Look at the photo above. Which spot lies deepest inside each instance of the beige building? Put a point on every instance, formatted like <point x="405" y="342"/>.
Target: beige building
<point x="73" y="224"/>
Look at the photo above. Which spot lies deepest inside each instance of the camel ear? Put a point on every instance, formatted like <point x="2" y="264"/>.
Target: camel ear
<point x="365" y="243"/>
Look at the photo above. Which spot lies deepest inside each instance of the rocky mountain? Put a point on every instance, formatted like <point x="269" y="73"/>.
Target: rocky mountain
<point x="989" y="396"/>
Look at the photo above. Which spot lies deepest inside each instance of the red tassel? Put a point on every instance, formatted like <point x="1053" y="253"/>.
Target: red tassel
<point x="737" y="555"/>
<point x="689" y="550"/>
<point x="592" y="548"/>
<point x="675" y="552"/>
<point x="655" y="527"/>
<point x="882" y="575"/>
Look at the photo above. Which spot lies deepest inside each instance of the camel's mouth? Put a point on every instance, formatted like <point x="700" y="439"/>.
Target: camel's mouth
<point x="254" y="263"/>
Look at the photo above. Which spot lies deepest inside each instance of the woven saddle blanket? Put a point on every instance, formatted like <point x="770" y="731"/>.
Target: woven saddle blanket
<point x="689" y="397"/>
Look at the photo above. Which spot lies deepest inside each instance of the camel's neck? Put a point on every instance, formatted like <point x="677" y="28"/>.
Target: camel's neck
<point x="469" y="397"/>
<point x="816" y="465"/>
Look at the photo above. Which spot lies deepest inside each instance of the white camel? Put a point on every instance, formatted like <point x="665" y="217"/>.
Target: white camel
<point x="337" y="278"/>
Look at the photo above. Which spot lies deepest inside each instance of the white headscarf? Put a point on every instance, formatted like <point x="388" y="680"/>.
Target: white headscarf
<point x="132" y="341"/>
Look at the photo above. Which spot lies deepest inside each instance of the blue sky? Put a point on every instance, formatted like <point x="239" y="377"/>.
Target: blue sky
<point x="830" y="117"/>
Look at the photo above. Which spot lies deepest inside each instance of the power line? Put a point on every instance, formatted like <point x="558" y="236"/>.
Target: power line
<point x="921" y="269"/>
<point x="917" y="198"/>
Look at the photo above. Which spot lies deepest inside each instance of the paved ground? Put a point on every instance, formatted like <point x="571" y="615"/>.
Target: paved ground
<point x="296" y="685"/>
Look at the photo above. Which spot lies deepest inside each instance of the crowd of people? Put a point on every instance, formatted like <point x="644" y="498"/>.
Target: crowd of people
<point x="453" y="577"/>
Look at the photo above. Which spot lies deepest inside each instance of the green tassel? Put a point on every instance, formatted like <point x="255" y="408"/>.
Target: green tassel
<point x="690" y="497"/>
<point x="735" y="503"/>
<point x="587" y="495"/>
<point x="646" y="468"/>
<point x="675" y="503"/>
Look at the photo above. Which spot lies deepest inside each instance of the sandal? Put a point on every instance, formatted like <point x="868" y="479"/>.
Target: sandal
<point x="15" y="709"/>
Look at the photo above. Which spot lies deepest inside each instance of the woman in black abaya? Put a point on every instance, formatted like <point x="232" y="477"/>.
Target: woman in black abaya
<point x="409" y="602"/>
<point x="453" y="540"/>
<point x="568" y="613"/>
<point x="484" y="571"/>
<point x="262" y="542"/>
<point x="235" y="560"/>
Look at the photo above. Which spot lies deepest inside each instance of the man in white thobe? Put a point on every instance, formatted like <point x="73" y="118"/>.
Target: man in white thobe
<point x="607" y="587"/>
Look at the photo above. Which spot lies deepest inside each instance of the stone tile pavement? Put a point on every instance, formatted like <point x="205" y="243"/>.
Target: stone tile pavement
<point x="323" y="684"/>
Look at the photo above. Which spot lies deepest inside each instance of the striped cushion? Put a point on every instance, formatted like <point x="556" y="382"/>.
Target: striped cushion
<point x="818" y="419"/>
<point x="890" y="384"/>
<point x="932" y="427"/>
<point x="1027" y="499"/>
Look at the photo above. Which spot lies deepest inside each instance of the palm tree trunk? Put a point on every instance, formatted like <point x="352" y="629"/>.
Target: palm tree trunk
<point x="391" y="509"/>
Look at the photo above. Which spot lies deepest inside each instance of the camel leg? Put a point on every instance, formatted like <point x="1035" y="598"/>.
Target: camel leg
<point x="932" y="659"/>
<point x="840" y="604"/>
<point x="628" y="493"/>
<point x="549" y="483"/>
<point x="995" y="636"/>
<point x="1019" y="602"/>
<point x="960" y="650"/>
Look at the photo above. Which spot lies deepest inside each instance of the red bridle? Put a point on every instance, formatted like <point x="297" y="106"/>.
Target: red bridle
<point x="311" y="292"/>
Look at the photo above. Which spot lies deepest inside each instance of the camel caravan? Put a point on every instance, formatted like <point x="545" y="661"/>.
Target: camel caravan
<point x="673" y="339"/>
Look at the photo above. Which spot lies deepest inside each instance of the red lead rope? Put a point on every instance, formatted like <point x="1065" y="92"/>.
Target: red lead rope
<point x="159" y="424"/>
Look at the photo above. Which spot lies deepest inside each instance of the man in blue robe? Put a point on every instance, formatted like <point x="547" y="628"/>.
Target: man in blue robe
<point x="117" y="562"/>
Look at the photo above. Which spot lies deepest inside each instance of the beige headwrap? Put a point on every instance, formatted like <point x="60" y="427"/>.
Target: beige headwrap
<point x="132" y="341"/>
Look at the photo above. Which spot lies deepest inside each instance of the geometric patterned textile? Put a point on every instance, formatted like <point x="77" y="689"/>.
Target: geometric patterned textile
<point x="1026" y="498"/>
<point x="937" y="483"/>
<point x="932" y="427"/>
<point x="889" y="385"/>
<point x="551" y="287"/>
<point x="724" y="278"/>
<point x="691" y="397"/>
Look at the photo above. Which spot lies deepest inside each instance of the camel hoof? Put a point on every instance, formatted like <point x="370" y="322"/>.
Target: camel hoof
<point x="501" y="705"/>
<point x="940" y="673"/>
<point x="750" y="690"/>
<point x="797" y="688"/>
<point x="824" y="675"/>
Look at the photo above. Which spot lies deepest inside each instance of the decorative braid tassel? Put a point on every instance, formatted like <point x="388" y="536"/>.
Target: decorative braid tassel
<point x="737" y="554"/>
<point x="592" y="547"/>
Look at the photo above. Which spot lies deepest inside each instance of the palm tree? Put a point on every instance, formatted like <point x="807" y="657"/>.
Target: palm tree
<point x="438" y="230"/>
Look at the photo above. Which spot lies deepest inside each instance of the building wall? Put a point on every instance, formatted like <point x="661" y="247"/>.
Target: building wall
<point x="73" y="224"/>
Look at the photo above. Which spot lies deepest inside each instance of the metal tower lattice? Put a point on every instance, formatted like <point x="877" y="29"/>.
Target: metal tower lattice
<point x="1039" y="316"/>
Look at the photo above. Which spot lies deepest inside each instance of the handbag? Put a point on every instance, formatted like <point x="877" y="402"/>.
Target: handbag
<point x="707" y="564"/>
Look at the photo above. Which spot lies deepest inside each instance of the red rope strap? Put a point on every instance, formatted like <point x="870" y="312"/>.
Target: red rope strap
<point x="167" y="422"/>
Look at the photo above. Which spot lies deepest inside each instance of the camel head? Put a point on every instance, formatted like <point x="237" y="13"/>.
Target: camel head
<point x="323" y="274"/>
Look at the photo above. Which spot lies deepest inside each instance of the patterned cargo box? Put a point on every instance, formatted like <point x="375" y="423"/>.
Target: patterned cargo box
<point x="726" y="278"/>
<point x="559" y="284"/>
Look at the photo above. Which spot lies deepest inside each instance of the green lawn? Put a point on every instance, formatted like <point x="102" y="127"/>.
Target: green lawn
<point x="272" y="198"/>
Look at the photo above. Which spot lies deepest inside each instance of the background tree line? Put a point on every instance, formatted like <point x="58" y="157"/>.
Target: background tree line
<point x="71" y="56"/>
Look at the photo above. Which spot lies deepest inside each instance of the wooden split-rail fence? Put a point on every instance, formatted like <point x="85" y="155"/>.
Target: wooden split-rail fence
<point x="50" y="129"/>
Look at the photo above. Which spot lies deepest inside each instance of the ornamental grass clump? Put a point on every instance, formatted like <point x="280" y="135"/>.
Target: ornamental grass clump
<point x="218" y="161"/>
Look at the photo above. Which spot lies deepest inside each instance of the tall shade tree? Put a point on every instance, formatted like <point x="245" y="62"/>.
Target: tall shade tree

========================================

# Problem
Once you find the string "tall" in a line of the records, copy that line.

# Answer to this exercise
Look at the photo above. Which spot lies deepest inside each instance of the tall shade tree? Put a point on every instance, formatted like <point x="245" y="62"/>.
Target: tall shade tree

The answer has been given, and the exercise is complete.